Re: [patch 2.6.30 3/4] cpufreq add gov mutex

From: Pallipadi, Venkatesh
Date: Mon Jul 06 2009 - 14:52:15 EST


On Fri, 2009-07-03 at 12:36 -0700, Mathieu Desnoyers wrote:
> * Pallipadi, Venkatesh (venkatesh.pallipadi@xxxxxxxxx) wrote:
> >
> >
> > >-----Original Message-----
> > >From: Mathieu Desnoyers [mailto:mathieu.desnoyers@xxxxxxxxxx]
> > >Sent: Friday, July 03, 2009 8:25 AM
> > >To: linux-kernel@xxxxxxxxxxxxxxx; Pallipadi, Venkatesh; Dave
> > >Jones; Thomas Renninger; cpufreq@xxxxxxxxxxxxxxx;
> > >kernel-testers@xxxxxxxxxxxxxxx; Ingo Molnar; rjw@xxxxxxx; Dave
> > >Young; Pekka Enberg
> > >Cc: Mathieu Desnoyers; Li, Shaohua; Rusty Russell;
> > >sven.wegener@xxxxxxxxxxx
> > >Subject: [patch 2.6.30 3/4] cpufreq add gov mutex
> > >
> > >Using the cpufreq_gov_mutex to protect internal governor data
> > >structures. The
> > >policy rwsem write lock nests inside this mutex.
> >
> > This makes the whole locking in cpufreq upside down. Takes away
> > most of the reason for existence of rwsem lock. Taking a smaller
> > Percpu rwsem lock inside a bigger global mutex doesn't seem right.
> >
>
> It permits the timer handler to only take the rwsem write lock. My
> understanding is that the most frequent operation is the timer handler
> being executed, but maybe I'm wrong ?
>
> I think it ends up being a questions of clearly identifying how
> frequent each data structure access are, and why this per-governor rwsem
> is needed at all. (does it bring any perceivable performance improvement
> on a critical path ? Then maybe we should use RCU ?)
>
> I really wonder if the fact that you switch the timer handler from rwsem
> to a mutex in your patchset will not hurt performance in some way or
> have some unforeseen side-effect. This is why I made my patchset as dumb
> and simple as possible, because this is a bugfix for 2.6.30, not a
> reingineering. Let's make it work, then make it fast.

timer handler is frequent and not short lived. I agree with 2.6.30
solution to be simple and not worrying about performance. That is the
reason I moved dbs_mutex into timer path., we need minimal and safe
solution for .30. That was with
3 files changed, 24 insertions(+), 34 deletions(-)

◆ Provided data:
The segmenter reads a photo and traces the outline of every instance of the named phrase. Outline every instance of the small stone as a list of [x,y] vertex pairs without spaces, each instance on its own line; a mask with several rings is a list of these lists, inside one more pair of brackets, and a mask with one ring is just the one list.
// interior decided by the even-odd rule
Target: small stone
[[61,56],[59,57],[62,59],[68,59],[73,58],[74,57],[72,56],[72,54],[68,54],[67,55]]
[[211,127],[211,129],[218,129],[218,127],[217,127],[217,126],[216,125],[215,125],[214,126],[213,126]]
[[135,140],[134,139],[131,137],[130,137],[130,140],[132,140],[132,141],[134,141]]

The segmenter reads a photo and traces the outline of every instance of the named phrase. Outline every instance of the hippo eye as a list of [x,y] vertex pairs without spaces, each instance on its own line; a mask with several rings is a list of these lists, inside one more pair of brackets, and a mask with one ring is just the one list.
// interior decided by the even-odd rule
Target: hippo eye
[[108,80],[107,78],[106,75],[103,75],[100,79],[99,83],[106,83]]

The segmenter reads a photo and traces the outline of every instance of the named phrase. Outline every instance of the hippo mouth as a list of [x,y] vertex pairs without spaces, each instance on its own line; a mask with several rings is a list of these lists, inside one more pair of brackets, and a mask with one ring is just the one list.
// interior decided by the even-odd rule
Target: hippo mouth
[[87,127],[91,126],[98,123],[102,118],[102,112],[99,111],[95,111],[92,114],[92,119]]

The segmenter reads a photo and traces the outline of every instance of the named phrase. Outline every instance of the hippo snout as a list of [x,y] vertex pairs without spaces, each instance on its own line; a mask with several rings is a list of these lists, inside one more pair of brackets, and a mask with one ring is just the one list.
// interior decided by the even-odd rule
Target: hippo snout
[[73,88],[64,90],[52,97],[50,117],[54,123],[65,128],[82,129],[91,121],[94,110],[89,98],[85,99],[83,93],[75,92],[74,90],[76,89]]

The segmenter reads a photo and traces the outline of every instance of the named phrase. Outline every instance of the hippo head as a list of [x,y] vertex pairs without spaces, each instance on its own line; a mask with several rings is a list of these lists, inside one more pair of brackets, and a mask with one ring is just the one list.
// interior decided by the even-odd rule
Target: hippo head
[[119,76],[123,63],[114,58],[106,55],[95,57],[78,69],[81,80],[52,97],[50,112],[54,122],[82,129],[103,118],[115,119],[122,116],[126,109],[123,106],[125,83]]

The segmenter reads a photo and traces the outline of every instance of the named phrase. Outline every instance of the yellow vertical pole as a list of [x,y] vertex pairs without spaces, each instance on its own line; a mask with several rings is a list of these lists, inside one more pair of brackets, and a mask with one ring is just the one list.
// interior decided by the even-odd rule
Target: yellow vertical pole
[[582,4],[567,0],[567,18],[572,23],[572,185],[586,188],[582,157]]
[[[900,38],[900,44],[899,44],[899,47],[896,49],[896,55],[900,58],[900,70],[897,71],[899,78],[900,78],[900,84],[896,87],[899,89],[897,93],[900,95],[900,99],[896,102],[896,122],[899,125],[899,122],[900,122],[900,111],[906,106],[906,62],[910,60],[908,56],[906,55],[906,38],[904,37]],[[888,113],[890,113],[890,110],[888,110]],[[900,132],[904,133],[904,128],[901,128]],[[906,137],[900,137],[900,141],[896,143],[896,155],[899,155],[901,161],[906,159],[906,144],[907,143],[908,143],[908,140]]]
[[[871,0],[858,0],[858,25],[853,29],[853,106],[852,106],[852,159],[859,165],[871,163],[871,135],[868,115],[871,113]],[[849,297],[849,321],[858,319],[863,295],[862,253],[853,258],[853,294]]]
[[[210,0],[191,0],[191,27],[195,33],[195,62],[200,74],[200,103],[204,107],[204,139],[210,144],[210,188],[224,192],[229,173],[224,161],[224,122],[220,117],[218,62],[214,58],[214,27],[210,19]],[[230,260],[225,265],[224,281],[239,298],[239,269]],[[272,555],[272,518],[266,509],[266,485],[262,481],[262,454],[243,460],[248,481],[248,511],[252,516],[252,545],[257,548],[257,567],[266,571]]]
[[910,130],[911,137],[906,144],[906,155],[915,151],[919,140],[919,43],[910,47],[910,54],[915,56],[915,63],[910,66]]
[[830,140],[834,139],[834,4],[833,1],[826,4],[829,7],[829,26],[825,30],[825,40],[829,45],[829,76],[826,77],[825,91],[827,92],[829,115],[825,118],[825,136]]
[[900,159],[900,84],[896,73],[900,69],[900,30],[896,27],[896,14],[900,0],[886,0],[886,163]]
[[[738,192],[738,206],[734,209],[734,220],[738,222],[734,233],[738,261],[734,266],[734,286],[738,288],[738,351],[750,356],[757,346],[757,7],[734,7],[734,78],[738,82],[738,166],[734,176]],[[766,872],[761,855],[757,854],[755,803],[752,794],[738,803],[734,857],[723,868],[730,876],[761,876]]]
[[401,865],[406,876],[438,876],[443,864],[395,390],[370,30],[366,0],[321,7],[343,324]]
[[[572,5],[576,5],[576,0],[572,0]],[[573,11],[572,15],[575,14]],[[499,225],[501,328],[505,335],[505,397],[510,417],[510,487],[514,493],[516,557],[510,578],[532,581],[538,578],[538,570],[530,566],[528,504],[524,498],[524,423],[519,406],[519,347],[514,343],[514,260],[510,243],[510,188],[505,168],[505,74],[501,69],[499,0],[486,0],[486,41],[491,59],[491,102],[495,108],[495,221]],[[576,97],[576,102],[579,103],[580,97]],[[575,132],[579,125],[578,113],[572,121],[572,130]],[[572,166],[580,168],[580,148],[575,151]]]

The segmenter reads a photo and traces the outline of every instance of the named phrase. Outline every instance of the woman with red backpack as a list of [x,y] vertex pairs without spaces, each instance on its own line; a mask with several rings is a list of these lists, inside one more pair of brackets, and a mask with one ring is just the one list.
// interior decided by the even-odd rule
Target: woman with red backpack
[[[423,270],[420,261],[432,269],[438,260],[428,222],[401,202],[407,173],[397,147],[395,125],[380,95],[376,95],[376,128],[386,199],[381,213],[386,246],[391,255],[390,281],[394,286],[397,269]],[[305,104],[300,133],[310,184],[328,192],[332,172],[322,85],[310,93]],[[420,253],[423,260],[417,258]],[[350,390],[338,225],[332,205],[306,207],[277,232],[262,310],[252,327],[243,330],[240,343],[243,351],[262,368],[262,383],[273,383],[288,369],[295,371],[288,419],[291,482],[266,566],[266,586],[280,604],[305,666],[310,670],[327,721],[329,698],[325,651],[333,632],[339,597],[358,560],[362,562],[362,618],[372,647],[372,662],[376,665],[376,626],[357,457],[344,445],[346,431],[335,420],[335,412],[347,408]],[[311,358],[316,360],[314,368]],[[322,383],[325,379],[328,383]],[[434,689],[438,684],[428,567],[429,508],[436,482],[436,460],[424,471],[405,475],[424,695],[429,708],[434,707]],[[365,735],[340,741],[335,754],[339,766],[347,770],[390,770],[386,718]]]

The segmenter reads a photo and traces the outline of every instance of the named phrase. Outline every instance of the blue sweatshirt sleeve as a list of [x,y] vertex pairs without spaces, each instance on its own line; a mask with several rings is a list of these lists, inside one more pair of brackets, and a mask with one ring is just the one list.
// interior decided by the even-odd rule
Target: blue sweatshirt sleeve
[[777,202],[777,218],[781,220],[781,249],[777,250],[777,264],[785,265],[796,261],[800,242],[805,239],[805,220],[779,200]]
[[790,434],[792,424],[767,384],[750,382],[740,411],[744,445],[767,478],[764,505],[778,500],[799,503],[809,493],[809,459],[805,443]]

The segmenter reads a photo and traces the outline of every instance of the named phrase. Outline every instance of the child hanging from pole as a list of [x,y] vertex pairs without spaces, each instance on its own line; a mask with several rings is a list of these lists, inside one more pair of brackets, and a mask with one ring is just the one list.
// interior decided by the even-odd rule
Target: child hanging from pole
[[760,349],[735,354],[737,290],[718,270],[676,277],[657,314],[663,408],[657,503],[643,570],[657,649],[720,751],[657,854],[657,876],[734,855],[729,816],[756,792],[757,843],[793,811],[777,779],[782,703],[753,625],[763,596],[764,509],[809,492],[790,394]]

◆ Requests:
A. In the cpufreq locking thread, which lock does the patch description say nests inside the cpufreq_gov_mutex?
B. According to the cpufreq locking thread, why did Mathieu Desnoyers make his patchset as simple as possible?
C. Pick up the cpufreq locking thread after its final line and continue Pallipadi's reply.

◆ Outputs for the tasks:
A. The policy rwsem write lock.

B. He kept it simple because it is a bugfix for 2.6.30, not a reengineering. His aim was to make it work first and make it fast later.

C.
Ones the rest of the cleanups gets enough testing and if they indeed
make into later releases, it can always be backported to .30.something
if timer locking causes some side effects.

The changes here is lot more and makes already complicated and ugly
locking uglier. After some time no one will know why we have locks
spread in so many different files getting called from some other file.

> > >The policy
> > >rwsem is taken in
> > >the timer handler, and therefore cannot be held while doing a
> > >sync teardown of
> > >the timer. This cpufreq_gov_mutex lock protects init/teardown
> > >of governor
> > >timers.
> >
> > Why is the protection required for init/teardown of percpu
> > timer with a global mutex? cpufreq rwsem (when held correctly)
> > ensures that there can be only one store_scaling_governor for
> > a cpu at any point in time. I don't see any reason why we need
> > a global mutex to protect timer init teardown.
> >
>
> rwsem was previously held in the timer handler. I am not yet convinced
> that simply holding a local dbs_mutex will ensure proper synchronization
> of *all* call paths in the timer handler.

All call paths of timer handler? May be I am missing something. It is
only called from the delayed work. It gets sync stopped from GOV_STOP,
so no need of locking there. It gets started from GOV_START where timer
can never be active (STOP would have already stopped it if it was
running before) and no need of any locking there.
Or did you mean callpaths inside? ondemand will not depend on anythong
from cpufreq core other than policy limit changes. It obviously cannot
be running when add_dev or remove_dev stuff is going on. It doesn't
really care about someone reading scaling_available_frequencies or
scaling_available_governors etc from cpufreq core.
dbs_mutex in timer is just the simple and dumb fix to resolve the
deadlock that we have now.

> So given I prefer to do the least intrusive modification, I leave the
> rwsem write lock in the timer handler, but it leaves no choice but to
> take a mutex _outside_ of the rwsem lock to synchronize timer
> init/teardown.
>
> >
> > > This is why this lock, although it protects a data
> > >structure located
> > >within the governors, is located in cpufreq.c.
> >
> > I think this is taking a step back in terms of locking. A system
> > wide Cpufreq_gov_mutex is being held more frequently now and seems
> > to be providing all the serialization needed. The locks crossing
> > layers of cpufreq core and governor is just going to make
> > situation worse IMO.
>
> Can you prove that my simple bugfix will cause a significant performance
> regression ?

I am not saying it is a performance regression. I am saying it is making
things more messy and confusing and can only add to the complications we
have. Given the other simple alternative patch we have...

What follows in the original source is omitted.